**Listed records:**
* START *
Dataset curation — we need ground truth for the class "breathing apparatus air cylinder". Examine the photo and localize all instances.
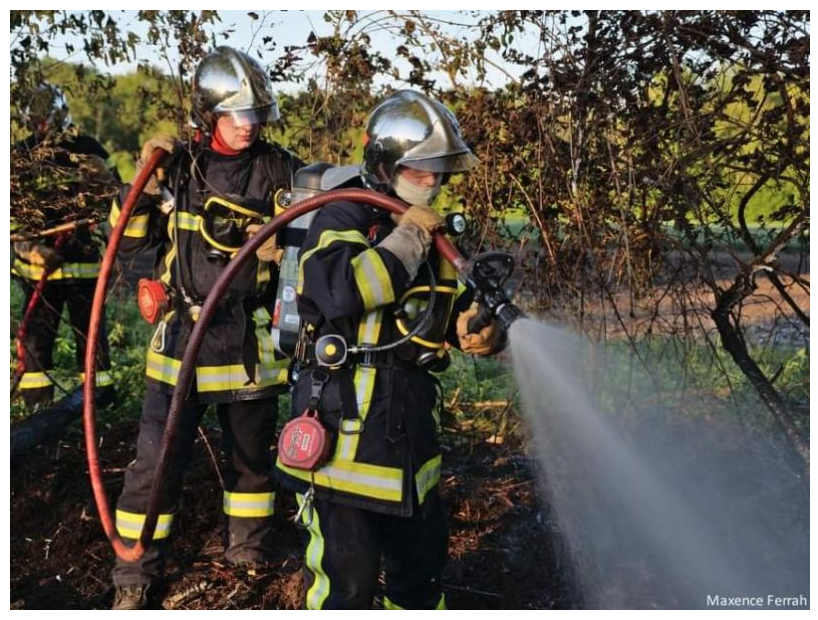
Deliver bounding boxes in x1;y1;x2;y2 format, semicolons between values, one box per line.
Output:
* END *
* START *
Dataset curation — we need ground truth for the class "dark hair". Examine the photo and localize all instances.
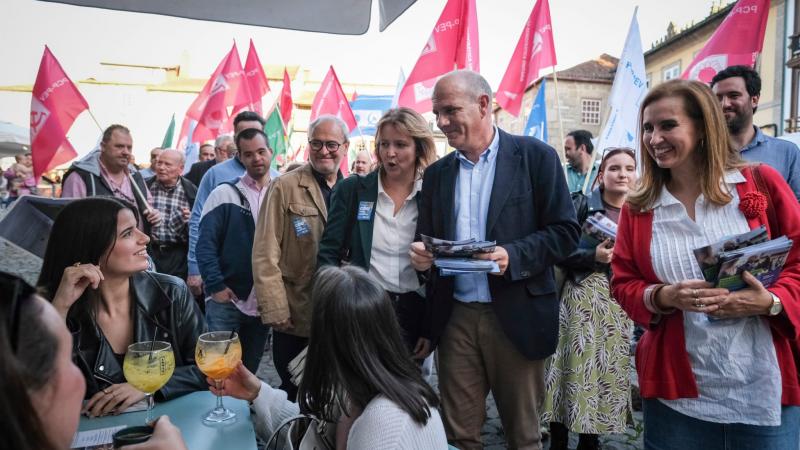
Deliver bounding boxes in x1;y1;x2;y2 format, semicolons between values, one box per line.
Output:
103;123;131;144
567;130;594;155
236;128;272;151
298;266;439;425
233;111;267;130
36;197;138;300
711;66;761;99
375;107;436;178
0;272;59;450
* END *
**The exercise:**
Return every line of the records above that contains the string "photo". Case counts.

**Output below:**
Dataset curation — we need ground truth for the class "breathing apparatus air cylinder". Examine the photo and localize all instances.
Dataset curation — we need ground truth for the class "dark hair". Examine the photo and localize all instances.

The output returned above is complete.